### Die Aufgabe
Gib alle Zeilen von der Zeile mit „bushes with a single point per instance.“ bis zum Ende der Einträge vollständig wieder, auch die Zeilen ohne Zahlen. Skaliere dabei jede Punktkoordinate in den Antworten mit dem Faktor 0,75 und runde auf ganze Zahlen, wobei Hälften aufgerundet werden.

--

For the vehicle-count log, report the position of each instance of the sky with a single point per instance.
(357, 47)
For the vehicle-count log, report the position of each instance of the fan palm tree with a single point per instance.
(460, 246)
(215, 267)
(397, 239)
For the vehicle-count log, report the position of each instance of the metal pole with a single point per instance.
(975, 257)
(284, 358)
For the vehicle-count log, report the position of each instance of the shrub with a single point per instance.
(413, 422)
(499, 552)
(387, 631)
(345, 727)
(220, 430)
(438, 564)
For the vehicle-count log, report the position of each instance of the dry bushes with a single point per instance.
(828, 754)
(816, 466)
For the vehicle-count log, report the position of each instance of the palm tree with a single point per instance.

--

### Antwort
For the vehicle-count log, report the position of each instance of the dry bushes with a single point per instance.
(621, 566)
(612, 350)
For the vehicle-count log, report the position of each instance of the palm tree with a single point per instance.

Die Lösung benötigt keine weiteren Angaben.